| Information shown |
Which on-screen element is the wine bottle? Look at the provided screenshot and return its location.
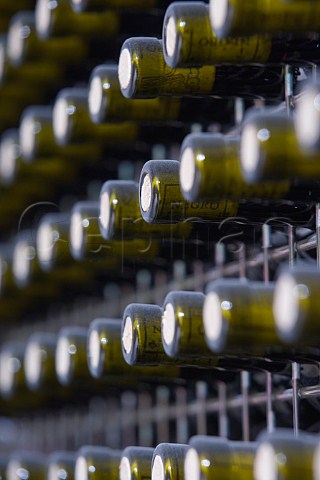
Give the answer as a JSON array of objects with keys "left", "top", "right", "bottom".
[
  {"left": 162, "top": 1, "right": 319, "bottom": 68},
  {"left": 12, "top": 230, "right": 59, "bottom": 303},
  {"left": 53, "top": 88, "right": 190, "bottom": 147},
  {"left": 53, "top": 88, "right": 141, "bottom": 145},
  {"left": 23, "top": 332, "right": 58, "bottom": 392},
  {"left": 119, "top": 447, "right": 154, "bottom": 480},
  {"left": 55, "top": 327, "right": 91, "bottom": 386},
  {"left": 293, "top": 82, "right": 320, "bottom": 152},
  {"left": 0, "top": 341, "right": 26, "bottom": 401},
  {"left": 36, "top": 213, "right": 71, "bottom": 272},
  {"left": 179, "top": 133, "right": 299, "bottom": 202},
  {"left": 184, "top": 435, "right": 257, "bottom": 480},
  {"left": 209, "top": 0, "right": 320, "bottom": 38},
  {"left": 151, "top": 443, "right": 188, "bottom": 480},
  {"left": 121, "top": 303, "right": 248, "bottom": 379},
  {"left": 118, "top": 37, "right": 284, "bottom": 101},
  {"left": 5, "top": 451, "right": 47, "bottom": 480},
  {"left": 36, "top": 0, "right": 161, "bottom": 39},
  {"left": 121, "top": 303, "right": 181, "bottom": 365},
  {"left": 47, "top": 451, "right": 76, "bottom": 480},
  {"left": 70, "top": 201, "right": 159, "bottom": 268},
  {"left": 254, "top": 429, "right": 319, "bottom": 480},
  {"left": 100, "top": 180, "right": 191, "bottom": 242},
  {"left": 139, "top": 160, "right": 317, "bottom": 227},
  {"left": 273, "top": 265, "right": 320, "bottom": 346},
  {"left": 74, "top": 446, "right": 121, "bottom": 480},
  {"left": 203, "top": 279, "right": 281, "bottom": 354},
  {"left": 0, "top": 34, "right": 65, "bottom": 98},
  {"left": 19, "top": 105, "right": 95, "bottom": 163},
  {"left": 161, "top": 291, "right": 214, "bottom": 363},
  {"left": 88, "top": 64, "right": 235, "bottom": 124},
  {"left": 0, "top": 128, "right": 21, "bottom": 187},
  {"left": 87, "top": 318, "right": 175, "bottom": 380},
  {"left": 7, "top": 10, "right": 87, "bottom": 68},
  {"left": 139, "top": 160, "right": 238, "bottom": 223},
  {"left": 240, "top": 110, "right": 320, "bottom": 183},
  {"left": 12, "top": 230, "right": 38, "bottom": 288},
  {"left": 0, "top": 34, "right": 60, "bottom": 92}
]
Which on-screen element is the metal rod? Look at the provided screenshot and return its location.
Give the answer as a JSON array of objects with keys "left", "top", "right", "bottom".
* * *
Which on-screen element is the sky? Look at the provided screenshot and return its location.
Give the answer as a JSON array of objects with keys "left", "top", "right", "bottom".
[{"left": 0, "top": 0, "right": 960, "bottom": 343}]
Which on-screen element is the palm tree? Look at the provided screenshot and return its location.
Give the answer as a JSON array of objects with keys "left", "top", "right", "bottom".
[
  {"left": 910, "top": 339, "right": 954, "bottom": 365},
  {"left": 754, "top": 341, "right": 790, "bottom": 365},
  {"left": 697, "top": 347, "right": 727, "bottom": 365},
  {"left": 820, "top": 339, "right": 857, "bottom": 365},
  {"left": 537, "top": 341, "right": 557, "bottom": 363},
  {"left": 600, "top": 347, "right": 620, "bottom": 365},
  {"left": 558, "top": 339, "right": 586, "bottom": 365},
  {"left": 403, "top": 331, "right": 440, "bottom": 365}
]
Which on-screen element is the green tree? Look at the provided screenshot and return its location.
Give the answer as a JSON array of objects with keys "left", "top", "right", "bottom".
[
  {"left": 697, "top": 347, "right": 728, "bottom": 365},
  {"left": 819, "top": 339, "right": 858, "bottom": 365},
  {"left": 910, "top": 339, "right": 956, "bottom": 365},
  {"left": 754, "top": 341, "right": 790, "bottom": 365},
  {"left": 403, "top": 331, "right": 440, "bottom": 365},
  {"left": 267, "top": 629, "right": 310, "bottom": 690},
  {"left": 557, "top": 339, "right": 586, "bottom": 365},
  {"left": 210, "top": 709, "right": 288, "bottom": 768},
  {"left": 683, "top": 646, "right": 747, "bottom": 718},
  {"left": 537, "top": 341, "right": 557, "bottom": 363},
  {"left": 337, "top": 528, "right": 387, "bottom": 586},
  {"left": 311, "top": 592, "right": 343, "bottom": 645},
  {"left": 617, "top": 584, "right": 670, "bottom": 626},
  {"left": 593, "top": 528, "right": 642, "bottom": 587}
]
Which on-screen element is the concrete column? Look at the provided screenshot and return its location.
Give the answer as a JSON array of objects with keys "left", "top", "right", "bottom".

| Exercise aim |
How many lines of the records above contain the word "return"? Reply with the number alone.

| Output for this task |
6